Задания к выполнению:
A - Ответьте на вопросы по отрывку воспоминаний:
(i) В какой город мама собиралась поехать хлопотать о документах?
(ii) Как звали младшую из трех девочек?
(iii) Где училась Симонн?
B - Объясните, опираясь на отрывок воспоминаний, почему дружба сложилась именно со старшей девочкой, Колетт.
C - Определите, соответствуют ли отрывку воспоминаний следующие утверждения:
(i) После Сен-Жан-де-Люза летом тридцать третьего года мама с ребенком, как обычно, поехали в Париж.
(ii) Мама нашла вдову с тремя девочками.
(iii) Мама вернулась в Ниццу осенью.

Фрагмент документа:
------------------------
У меня к этому было сложное отношение. Но, так или иначе, после Сен-Жан-де-Люза летом тридцать третьего года мы с мамой поехали не в Париж, как всегда, а вдоль Пиренеев, по побережью, в Ниццу. В Ницце она хотела меня оставить на зиму, а сама собиралась поехать в Берлин хлопотать о документах, чтобы суметь вернуться в Москву, потому что они с папой развелись, она потеряла советское гражданство и не могла вернуться просто так, механически. И мы приехали в эту самую Ниццу, были в двух-трех пансионах, мне очень не понравилось, я сказала, что мне там не хочется оставаться, и тогда ей посоветовали — у мамы там были знакомые — найти какую-нибудь хорошую семью с детьми, чтобы я там перезимовала. И так она и сделала. Мама нашла женщину, вдову, у которой были три девочки. Одна девочка, средняя, Симонн, моего возраста, другая — моложе меня на три года, а третья старше меня на три года. В этой семье я осталась. И надо сказать, что это был тоже очень хороший, счастливый год. Я подружилась со старшей девочкой, Колетт, очень ее полюбила. Мы ночами, вместо того чтобы спать, сидели на подоконнике и разговаривали. У меня была уже эта привычка дружить со старшими, тем более что моя сверстница, Симонн, училась в балетной школе и смертельно уставала от занятий балетом целый день и падала замертво от усталости. Колетт, Симонн и Жаклин, младшая. Я ходила в лицей и очень хорошо с ними прожила эту зиму. Потом мама за мной приехала весной, мне было жалко с ними расставаться, вот как-то жизнь моя состояла их этих разлук, привязанностей и разлук. Мы вернулись в Париж, и мама мне сказала, уже совершенно всерьез, что мы возвращаемся в Россию, мы едем к папе.
------------------------
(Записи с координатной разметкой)

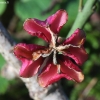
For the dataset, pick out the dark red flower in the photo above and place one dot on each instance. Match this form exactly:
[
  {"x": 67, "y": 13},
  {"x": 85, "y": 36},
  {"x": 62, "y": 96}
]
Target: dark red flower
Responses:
[{"x": 58, "y": 59}]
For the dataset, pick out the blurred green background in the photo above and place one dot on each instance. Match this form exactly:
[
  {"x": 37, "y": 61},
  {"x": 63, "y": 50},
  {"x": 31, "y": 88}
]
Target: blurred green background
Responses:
[{"x": 14, "y": 12}]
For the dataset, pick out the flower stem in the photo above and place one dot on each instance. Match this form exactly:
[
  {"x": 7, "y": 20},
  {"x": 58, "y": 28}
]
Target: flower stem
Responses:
[
  {"x": 83, "y": 16},
  {"x": 80, "y": 5}
]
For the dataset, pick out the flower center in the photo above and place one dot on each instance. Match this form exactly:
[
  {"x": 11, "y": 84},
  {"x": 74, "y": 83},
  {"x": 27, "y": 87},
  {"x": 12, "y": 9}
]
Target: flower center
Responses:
[{"x": 53, "y": 48}]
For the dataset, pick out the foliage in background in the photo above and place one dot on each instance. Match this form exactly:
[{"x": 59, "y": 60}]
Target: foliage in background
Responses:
[{"x": 2, "y": 6}]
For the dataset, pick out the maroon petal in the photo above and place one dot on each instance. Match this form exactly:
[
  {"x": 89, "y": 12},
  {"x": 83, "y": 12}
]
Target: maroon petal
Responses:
[
  {"x": 71, "y": 70},
  {"x": 77, "y": 38},
  {"x": 36, "y": 28},
  {"x": 29, "y": 67},
  {"x": 23, "y": 50},
  {"x": 57, "y": 20},
  {"x": 77, "y": 54},
  {"x": 49, "y": 75}
]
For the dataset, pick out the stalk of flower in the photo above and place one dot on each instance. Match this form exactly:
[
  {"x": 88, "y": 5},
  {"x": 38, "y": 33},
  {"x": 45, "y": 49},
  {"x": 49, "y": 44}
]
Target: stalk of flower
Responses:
[{"x": 62, "y": 58}]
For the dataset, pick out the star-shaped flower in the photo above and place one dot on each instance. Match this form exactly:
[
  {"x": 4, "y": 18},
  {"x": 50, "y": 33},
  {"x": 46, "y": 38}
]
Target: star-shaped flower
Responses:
[{"x": 60, "y": 59}]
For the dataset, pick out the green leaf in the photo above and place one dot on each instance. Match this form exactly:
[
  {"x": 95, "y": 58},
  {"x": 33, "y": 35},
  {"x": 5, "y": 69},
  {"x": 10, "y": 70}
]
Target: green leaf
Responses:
[
  {"x": 2, "y": 61},
  {"x": 72, "y": 9},
  {"x": 3, "y": 5},
  {"x": 32, "y": 8},
  {"x": 3, "y": 85}
]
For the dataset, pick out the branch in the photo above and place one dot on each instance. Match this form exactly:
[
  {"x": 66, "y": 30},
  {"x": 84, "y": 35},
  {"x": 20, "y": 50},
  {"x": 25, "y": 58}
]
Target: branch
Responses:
[
  {"x": 83, "y": 16},
  {"x": 53, "y": 92}
]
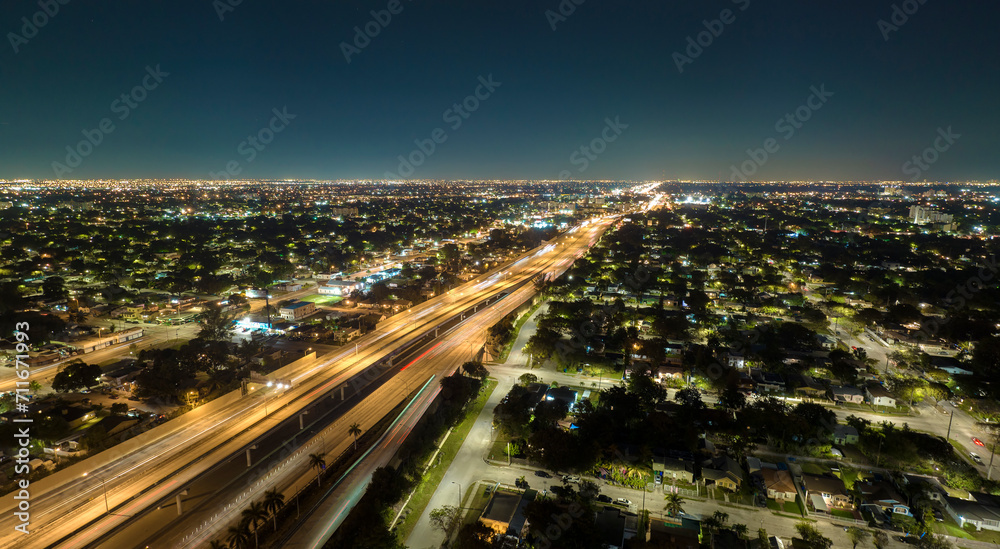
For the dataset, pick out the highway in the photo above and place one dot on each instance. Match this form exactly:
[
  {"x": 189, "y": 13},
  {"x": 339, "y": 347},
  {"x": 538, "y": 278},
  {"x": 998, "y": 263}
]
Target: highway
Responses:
[
  {"x": 154, "y": 335},
  {"x": 68, "y": 508}
]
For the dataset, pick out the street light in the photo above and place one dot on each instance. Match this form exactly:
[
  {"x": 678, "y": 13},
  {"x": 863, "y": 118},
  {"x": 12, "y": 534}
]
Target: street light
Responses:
[{"x": 107, "y": 506}]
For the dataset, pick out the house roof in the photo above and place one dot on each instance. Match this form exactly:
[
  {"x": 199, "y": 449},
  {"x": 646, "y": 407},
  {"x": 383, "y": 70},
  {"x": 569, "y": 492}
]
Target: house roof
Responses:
[
  {"x": 502, "y": 506},
  {"x": 878, "y": 391},
  {"x": 879, "y": 491},
  {"x": 824, "y": 484},
  {"x": 779, "y": 481}
]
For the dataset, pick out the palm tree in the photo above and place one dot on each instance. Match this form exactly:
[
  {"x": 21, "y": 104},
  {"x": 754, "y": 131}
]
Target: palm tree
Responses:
[
  {"x": 238, "y": 536},
  {"x": 273, "y": 502},
  {"x": 674, "y": 505},
  {"x": 355, "y": 431},
  {"x": 252, "y": 515},
  {"x": 316, "y": 462}
]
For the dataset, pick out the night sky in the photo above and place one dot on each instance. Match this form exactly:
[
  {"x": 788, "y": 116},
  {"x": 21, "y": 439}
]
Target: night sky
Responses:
[{"x": 607, "y": 69}]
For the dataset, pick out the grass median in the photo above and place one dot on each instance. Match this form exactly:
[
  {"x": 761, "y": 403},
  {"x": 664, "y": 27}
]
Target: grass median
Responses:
[{"x": 423, "y": 492}]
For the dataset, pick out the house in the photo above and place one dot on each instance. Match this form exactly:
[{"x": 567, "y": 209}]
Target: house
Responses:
[
  {"x": 672, "y": 468},
  {"x": 852, "y": 395},
  {"x": 769, "y": 382},
  {"x": 297, "y": 310},
  {"x": 879, "y": 396},
  {"x": 564, "y": 395},
  {"x": 845, "y": 434},
  {"x": 505, "y": 512},
  {"x": 779, "y": 484},
  {"x": 724, "y": 472},
  {"x": 809, "y": 387},
  {"x": 825, "y": 492},
  {"x": 982, "y": 511},
  {"x": 340, "y": 287},
  {"x": 75, "y": 416},
  {"x": 882, "y": 497}
]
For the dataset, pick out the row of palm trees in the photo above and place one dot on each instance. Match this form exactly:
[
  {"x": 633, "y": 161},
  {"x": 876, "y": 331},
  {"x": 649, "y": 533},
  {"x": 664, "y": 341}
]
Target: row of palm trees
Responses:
[
  {"x": 251, "y": 520},
  {"x": 257, "y": 513}
]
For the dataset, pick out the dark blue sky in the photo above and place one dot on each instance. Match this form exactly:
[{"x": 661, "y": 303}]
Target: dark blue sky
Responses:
------------------------
Решения заданий:
A -
(i) В Берлин.
(ii) Жаклин.
(iii) В балетной школе.

B - Сказывалась привычка дружить со старшими. К тому же сверстница Симонн училась в балетной школе, целый день смертельно уставала от занятий и падала замертво от усталости.

C -
(i) Нет: «поехали не в Париж, как всегда, а вдоль Пиренеев, по побережью, в Ниццу».
(ii) Да: «Мама нашла женщину, вдову, у которой были три девочки».
(iii) Нет: «Потом мама за мной приехала весной».